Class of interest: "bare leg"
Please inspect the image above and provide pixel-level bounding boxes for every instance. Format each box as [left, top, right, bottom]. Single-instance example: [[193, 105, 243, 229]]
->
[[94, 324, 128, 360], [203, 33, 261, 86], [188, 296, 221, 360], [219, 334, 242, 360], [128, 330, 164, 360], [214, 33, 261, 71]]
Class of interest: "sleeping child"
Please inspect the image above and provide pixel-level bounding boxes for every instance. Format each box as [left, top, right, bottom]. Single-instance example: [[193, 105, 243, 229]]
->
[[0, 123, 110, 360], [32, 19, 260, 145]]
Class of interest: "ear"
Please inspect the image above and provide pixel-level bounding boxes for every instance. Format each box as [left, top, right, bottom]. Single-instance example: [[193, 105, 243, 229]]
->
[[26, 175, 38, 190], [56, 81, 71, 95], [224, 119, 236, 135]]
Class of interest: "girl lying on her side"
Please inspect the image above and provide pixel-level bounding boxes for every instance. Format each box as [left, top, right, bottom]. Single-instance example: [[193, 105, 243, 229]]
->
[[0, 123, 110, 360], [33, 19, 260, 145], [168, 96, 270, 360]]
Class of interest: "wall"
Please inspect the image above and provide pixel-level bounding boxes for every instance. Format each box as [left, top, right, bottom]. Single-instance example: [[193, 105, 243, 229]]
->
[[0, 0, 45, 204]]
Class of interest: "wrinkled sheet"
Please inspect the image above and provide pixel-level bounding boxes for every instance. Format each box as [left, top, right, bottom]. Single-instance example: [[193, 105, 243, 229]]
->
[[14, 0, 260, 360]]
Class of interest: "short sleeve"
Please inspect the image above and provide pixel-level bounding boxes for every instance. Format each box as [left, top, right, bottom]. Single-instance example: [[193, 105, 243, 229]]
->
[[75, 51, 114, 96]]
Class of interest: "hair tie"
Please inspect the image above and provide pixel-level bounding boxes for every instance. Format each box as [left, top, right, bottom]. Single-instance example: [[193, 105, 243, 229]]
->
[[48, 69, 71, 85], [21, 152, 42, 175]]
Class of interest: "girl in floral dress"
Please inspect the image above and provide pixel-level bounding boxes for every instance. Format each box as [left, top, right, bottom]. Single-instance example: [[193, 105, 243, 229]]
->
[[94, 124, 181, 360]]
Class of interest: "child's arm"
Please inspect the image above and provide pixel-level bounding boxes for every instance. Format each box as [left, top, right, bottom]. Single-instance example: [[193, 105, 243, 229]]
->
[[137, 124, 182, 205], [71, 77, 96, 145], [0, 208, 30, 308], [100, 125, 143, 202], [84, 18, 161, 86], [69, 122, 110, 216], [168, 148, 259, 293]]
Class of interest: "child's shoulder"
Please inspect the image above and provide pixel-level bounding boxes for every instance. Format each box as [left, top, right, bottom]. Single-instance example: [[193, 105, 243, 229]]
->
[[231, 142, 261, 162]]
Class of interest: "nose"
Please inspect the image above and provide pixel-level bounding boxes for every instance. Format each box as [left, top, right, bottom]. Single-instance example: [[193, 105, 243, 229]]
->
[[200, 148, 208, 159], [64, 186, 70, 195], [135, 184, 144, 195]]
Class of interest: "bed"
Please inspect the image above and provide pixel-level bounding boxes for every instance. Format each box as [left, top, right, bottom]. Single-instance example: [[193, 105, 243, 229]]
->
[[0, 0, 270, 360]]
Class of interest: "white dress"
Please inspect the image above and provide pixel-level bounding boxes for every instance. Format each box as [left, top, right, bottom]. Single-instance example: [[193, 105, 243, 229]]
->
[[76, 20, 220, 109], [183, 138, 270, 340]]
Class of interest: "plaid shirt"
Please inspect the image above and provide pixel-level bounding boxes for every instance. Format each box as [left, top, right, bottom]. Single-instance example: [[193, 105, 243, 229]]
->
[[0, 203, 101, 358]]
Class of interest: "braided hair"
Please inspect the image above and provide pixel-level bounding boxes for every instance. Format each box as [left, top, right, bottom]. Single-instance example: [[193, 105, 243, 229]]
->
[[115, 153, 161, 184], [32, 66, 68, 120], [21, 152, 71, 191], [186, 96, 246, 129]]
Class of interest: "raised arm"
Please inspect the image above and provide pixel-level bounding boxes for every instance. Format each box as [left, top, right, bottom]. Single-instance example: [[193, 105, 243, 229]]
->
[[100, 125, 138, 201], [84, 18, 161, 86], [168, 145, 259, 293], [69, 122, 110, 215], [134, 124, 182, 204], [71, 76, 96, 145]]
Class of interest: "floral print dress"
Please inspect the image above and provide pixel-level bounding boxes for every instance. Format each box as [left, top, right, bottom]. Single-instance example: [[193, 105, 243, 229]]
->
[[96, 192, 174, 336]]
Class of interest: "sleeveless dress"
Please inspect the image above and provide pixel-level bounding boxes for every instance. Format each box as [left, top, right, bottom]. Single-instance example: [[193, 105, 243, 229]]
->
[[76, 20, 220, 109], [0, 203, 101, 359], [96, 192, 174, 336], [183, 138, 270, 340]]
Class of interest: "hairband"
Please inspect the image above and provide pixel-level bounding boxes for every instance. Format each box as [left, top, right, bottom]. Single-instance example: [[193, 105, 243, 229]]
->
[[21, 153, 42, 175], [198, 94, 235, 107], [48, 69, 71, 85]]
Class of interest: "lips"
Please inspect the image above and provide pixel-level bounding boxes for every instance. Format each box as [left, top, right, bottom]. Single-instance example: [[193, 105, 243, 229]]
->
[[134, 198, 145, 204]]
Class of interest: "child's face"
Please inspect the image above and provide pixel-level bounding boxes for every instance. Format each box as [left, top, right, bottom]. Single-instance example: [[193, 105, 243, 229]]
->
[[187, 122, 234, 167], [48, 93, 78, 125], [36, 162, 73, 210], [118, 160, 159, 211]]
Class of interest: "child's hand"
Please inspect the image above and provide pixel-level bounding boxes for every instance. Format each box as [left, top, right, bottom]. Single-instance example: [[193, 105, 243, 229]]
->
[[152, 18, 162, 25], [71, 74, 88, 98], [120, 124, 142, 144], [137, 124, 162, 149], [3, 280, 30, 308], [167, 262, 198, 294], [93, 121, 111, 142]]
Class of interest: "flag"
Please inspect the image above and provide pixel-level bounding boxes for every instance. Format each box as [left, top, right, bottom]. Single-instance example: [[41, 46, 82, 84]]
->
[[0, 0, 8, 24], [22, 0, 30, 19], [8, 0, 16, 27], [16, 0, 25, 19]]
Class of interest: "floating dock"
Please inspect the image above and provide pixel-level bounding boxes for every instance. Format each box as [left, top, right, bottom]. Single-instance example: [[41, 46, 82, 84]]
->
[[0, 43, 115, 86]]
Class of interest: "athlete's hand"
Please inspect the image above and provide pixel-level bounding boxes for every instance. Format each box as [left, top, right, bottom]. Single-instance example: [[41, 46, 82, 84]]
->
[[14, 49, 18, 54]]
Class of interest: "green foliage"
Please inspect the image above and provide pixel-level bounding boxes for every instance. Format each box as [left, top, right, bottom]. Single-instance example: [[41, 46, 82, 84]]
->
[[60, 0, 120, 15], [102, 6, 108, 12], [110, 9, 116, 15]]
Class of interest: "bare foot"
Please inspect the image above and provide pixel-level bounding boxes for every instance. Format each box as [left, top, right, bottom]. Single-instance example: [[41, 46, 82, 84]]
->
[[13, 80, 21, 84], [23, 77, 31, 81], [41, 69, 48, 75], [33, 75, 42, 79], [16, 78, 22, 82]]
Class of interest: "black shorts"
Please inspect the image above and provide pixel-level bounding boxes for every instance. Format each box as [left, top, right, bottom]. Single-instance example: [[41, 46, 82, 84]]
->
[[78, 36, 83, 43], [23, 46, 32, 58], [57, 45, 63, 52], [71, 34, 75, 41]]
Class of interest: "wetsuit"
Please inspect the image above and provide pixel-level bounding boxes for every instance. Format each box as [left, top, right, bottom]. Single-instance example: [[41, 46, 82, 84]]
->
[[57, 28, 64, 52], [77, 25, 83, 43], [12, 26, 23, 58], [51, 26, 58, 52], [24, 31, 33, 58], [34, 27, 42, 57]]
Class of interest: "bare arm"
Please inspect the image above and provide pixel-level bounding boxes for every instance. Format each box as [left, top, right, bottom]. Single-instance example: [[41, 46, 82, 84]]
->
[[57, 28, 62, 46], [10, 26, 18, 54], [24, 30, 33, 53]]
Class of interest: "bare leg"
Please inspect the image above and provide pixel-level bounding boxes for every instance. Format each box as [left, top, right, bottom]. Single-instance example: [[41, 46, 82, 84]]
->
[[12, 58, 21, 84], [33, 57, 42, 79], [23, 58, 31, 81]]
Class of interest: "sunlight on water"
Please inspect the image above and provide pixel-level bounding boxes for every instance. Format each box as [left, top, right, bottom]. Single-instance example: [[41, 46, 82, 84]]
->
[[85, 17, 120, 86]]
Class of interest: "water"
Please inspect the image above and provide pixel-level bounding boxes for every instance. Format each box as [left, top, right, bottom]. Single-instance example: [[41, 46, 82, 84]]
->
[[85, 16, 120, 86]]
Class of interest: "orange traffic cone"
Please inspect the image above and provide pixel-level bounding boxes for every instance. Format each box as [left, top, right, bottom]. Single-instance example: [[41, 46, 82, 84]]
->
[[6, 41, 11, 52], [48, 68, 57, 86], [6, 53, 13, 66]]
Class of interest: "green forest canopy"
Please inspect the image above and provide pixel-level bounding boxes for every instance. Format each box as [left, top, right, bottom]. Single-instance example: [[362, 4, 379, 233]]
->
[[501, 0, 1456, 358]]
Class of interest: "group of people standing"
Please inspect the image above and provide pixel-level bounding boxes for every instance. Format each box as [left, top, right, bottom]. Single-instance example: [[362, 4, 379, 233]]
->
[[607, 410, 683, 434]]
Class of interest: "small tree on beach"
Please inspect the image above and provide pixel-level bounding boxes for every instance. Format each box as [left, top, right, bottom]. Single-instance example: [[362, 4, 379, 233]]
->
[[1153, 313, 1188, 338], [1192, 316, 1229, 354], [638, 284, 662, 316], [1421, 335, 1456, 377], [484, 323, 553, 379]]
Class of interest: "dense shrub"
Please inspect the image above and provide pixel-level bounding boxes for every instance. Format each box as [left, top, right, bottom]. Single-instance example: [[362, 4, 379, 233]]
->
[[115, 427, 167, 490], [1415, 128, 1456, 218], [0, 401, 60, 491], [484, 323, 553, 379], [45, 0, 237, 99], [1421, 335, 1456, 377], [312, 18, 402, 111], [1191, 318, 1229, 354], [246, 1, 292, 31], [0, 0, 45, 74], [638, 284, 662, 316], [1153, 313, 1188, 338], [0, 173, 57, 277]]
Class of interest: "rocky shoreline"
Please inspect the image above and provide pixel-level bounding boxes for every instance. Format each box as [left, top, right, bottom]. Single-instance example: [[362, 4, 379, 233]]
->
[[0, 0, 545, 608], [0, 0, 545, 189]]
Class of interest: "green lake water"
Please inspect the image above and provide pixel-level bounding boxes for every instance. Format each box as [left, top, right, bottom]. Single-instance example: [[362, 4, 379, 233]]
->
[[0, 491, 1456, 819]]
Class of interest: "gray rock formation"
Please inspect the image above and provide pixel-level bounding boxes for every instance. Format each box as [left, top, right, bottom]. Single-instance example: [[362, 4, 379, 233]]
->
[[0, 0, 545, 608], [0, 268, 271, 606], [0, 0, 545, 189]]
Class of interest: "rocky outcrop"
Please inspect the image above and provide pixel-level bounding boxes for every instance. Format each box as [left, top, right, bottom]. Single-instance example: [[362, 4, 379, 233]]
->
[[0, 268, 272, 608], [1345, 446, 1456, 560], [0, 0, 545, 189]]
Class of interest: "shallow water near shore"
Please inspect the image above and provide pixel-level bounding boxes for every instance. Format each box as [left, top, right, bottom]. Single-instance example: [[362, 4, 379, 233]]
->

WHAT TO DO -
Quote the data word for word from its first line through the line containing "[[75, 51, 114, 96]]", with both ends included.

SOLUTION FOR THIS TASK -
Class of interest: "bare leg"
Please inspect the image above and provide pixel-level bounding boxes for every instance. Format each box as [left, top, right, bottom]. Single-instance example: [[193, 105, 243, 229]]
->
[[94, 324, 128, 360], [203, 33, 261, 86], [188, 296, 221, 360], [219, 334, 242, 360], [128, 330, 164, 360], [214, 33, 261, 71]]
Class of interest: "sleeping child"
Please inspect the image above and provide pixel-level bounding boxes for every instance. Format each box as [left, top, right, bottom]. Single-instance example: [[193, 105, 243, 229]]
->
[[0, 123, 110, 360], [32, 19, 260, 145]]
Class of interest: "ear"
Please inspect the image above and provide pixel-level bounding boxes for every instance. Format each box as [left, top, right, bottom]. Single-instance example: [[193, 105, 243, 229]]
->
[[26, 175, 38, 190], [56, 81, 71, 95], [224, 119, 236, 135]]
Class of interest: "girl lying on her side"
Please inspect the image above and provide pixel-level bounding boxes for every instance. Format each box as [left, top, right, bottom]. Single-instance example: [[193, 105, 243, 229]]
->
[[0, 123, 110, 360], [33, 19, 260, 145], [168, 96, 270, 360]]
Class of interest: "wall"
Please inspect the image above and provide pixel-level bounding boxes for every instance. Format each box as [left, top, right, bottom]. Single-instance example: [[193, 105, 243, 229]]
->
[[0, 0, 45, 204]]
Class of interest: "wrinkled sheet"
Please inspect the image above and provide pixel-level bounding boxes for every instance. Format each box as [left, top, right, bottom]. Single-instance example: [[193, 105, 243, 229]]
->
[[14, 0, 260, 360]]
Class of interest: "short sleeve"
Please inspect the image above and provide pixel-level bounding boxes for every instance. Format each box as [left, top, right, bottom]. Single-instance example: [[193, 105, 243, 229]]
->
[[75, 51, 114, 96]]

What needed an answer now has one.